Of the lines below, write out exactly those from the line with "311L16 305L0 307L1" through the line with "positive clicks: (758, 243)", both included, and skip the rest.

===== Material provided =====

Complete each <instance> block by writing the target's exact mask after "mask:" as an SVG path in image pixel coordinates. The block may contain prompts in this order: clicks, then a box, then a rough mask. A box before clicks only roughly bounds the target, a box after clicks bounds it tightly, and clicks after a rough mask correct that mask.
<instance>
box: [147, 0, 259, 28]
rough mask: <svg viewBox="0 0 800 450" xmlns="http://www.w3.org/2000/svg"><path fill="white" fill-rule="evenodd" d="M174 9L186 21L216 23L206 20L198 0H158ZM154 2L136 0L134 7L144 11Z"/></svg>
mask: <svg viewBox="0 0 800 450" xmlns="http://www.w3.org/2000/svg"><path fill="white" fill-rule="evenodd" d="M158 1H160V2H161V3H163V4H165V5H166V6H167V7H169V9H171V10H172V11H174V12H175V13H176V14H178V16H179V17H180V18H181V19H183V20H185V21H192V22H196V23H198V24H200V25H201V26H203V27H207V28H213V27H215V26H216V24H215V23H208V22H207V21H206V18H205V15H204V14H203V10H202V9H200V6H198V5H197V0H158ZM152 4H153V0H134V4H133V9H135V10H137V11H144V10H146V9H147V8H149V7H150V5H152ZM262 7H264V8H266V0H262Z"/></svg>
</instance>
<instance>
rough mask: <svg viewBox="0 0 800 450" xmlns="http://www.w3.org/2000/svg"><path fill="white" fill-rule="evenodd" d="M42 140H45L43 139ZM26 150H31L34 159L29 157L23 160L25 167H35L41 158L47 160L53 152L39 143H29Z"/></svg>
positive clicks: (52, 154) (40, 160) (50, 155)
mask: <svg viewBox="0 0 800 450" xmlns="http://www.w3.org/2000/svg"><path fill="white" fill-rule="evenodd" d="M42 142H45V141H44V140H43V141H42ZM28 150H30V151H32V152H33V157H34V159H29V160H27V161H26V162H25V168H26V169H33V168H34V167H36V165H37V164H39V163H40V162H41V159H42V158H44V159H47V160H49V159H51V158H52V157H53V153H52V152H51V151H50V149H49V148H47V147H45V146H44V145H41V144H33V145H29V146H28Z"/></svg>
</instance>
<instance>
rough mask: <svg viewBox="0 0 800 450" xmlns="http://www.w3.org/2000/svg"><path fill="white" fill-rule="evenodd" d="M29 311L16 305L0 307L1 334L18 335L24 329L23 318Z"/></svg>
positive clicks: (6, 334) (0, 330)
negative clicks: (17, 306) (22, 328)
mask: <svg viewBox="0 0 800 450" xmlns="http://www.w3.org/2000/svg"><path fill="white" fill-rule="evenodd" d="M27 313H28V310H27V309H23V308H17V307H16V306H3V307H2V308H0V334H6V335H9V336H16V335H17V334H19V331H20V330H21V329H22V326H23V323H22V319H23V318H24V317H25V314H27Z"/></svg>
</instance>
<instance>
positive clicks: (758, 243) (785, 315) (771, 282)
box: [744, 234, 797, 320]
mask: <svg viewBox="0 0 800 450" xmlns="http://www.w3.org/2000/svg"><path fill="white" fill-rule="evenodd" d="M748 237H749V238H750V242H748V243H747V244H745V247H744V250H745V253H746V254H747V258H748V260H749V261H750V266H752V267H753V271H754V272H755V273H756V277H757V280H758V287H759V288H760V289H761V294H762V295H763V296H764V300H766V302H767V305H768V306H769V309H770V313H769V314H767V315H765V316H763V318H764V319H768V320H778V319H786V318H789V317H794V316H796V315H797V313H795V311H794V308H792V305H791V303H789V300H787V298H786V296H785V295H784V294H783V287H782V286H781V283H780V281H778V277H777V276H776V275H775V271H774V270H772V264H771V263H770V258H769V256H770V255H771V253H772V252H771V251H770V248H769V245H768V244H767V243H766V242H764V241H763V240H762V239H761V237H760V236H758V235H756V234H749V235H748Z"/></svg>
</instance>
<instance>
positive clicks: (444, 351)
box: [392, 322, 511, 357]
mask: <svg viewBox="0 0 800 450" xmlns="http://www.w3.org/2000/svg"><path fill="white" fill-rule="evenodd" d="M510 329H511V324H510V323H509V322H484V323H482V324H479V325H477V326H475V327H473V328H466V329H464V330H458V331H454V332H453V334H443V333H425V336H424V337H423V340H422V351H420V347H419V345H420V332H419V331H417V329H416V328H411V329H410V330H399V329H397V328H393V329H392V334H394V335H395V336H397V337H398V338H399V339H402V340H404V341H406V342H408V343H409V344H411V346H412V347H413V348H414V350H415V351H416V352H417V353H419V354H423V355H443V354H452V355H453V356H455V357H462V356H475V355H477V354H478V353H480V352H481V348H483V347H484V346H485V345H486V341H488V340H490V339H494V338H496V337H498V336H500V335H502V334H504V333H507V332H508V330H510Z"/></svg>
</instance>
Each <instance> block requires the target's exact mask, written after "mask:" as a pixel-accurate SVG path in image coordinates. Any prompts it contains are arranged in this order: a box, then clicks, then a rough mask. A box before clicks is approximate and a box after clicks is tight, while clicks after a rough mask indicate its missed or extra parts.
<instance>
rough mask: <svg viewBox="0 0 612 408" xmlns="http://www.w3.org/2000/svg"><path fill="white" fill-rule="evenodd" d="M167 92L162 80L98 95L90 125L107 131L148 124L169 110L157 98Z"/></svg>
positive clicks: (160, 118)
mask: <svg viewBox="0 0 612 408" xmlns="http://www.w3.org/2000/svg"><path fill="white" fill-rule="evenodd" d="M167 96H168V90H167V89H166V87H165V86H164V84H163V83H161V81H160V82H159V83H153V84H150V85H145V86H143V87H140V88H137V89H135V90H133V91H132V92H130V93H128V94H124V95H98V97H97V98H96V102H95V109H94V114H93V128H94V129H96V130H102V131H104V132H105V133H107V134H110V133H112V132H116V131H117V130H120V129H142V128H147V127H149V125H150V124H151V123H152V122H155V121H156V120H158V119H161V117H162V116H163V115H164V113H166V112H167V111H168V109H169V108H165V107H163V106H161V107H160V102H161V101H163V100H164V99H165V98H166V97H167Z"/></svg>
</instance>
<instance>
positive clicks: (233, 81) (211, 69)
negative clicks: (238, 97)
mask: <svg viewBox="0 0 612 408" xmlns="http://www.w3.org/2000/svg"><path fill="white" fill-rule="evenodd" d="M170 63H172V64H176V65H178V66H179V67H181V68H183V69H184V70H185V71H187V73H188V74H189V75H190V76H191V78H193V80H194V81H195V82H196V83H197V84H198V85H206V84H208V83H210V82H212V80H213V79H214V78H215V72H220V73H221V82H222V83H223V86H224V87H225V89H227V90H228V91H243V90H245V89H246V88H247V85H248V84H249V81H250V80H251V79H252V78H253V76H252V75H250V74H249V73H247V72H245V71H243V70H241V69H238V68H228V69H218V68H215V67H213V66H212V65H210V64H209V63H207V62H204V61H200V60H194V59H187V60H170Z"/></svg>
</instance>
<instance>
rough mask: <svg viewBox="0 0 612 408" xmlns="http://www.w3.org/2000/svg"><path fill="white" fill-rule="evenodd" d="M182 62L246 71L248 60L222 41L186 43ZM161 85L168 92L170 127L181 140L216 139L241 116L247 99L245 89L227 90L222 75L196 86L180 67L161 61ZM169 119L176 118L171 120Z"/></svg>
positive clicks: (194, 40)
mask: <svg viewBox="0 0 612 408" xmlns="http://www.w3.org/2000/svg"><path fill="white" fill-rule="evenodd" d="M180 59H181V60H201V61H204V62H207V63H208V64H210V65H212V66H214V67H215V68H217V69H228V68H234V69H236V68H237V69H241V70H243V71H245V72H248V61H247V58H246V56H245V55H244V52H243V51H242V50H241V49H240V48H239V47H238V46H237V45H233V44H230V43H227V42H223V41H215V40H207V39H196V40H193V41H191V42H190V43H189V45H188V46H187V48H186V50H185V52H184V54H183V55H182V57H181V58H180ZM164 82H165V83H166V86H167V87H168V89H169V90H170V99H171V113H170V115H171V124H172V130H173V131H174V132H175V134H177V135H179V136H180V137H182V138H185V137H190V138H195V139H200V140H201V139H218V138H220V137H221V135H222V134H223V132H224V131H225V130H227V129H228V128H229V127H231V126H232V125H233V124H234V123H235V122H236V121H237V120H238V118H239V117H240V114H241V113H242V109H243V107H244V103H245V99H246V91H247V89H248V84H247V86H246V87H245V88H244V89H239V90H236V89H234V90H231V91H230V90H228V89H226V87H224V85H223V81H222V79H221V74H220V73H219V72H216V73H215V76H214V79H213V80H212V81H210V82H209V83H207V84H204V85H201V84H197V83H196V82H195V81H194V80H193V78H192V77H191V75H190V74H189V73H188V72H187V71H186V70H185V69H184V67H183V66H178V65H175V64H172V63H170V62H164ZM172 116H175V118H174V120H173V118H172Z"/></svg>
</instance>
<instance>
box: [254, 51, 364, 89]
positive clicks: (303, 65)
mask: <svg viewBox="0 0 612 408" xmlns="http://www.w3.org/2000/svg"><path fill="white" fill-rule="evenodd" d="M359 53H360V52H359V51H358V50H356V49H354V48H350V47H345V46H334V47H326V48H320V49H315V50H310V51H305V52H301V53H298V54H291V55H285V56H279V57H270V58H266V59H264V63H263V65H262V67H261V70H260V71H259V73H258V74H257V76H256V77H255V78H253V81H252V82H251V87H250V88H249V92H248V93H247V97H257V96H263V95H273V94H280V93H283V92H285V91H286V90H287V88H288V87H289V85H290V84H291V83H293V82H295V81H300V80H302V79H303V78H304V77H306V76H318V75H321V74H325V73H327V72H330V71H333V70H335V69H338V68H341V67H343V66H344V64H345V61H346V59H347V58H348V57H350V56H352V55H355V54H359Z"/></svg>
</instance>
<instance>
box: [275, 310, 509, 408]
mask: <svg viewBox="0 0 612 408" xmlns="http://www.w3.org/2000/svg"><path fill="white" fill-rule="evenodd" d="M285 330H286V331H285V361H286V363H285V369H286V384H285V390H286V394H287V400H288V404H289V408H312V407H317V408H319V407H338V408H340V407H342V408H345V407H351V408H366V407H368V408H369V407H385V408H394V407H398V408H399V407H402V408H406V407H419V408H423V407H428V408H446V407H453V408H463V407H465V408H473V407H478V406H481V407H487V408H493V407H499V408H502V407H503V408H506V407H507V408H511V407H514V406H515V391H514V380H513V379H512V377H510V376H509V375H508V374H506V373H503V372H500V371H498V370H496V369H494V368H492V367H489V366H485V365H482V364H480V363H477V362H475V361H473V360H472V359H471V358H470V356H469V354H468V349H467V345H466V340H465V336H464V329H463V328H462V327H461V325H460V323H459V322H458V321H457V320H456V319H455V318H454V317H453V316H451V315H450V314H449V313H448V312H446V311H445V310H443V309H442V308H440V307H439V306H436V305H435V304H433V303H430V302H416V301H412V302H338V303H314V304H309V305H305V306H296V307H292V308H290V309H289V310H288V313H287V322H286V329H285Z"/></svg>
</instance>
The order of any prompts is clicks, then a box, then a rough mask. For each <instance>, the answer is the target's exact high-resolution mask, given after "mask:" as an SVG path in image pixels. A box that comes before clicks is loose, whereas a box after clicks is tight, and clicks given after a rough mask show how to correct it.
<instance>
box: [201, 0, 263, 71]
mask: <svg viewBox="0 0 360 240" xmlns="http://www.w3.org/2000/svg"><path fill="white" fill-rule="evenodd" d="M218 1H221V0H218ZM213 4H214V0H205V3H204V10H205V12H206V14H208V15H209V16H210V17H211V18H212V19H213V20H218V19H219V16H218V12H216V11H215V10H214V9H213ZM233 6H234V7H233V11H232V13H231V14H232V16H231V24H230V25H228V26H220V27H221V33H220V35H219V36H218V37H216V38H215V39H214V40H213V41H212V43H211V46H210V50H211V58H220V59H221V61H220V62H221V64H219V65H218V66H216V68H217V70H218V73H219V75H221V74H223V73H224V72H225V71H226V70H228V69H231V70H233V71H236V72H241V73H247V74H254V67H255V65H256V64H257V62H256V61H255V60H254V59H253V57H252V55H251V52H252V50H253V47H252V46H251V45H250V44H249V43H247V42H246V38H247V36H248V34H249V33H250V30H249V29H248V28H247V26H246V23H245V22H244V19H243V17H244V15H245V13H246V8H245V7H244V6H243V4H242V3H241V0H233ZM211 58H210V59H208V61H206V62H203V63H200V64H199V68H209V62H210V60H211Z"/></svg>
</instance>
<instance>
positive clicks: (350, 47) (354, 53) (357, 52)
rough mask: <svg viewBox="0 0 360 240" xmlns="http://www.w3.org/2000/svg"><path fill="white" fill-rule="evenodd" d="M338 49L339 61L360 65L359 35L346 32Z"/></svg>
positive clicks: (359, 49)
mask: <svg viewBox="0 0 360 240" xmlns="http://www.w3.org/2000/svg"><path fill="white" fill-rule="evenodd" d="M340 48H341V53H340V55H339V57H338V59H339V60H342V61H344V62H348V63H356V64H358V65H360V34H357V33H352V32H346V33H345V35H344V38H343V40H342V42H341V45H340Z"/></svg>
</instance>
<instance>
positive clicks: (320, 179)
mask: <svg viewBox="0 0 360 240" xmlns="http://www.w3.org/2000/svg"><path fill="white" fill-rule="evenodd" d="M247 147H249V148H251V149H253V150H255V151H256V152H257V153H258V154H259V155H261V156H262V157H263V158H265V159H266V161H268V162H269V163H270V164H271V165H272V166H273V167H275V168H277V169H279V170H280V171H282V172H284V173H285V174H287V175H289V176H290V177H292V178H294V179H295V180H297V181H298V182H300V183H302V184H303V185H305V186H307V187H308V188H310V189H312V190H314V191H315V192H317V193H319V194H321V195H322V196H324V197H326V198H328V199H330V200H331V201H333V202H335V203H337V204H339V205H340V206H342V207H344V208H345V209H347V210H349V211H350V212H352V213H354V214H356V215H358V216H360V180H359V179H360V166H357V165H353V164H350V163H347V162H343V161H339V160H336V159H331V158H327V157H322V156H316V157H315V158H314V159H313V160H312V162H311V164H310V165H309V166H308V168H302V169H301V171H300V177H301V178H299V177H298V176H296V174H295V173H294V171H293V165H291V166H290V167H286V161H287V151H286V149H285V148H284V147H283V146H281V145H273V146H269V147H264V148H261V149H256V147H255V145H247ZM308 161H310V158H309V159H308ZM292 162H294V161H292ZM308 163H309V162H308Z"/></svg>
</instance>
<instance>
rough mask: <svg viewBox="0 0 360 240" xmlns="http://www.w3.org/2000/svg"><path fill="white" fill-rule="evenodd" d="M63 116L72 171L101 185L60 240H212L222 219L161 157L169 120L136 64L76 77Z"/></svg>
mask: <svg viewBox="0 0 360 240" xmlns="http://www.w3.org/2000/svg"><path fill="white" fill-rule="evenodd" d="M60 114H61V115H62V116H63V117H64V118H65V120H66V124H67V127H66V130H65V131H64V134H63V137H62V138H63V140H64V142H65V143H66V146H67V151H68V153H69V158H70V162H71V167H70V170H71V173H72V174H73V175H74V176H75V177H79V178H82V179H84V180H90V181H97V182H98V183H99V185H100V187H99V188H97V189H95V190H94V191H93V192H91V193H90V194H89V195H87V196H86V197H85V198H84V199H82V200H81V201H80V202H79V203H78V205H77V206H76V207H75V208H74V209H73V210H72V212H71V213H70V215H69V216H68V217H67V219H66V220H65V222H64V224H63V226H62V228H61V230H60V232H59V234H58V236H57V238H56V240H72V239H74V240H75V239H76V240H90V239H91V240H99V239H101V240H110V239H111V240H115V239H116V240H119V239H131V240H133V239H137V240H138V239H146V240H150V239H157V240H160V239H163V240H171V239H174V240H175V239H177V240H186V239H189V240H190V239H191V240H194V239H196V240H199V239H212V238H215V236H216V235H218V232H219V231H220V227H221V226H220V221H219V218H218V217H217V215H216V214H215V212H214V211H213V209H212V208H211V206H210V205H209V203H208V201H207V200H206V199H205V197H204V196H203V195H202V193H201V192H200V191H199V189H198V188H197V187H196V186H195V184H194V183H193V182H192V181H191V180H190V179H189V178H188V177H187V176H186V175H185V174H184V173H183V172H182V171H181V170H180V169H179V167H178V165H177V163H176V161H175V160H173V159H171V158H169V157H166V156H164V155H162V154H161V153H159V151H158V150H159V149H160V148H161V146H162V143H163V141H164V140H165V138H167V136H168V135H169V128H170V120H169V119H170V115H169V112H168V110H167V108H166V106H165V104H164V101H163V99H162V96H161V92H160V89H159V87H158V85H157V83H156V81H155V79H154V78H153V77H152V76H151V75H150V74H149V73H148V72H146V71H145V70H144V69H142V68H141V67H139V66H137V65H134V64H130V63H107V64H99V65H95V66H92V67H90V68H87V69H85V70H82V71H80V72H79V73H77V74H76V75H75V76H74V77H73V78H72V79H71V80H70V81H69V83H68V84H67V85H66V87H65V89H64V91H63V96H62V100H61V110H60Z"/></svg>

=====

# [Output]
rough mask: <svg viewBox="0 0 800 450" xmlns="http://www.w3.org/2000/svg"><path fill="white" fill-rule="evenodd" d="M29 311L16 305L0 307L1 334L18 335L24 329L23 318Z"/></svg>
positive clicks: (6, 334) (0, 330)
negative clicks: (17, 306) (22, 328)
mask: <svg viewBox="0 0 800 450" xmlns="http://www.w3.org/2000/svg"><path fill="white" fill-rule="evenodd" d="M27 313H28V310H27V309H23V308H17V307H16V306H3V307H2V308H0V334H6V335H9V336H16V335H17V334H19V331H20V330H21V329H22V326H23V323H22V319H23V318H24V317H25V314H27Z"/></svg>
</instance>
<instance>
positive clicks: (758, 243) (785, 315) (771, 282)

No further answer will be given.